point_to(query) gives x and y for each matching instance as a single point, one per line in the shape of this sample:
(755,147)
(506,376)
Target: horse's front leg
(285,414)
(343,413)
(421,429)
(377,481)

### WORK TO COMPLETE
Go through the entries and restate each one exactly.

### WRITTEN RESPONSE
point_to(query) gives x and y for each matching instance as a single point, one per line in the shape of this sample:
(755,147)
(506,376)
Target: horse's front leg
(285,414)
(343,413)
(421,429)
(377,481)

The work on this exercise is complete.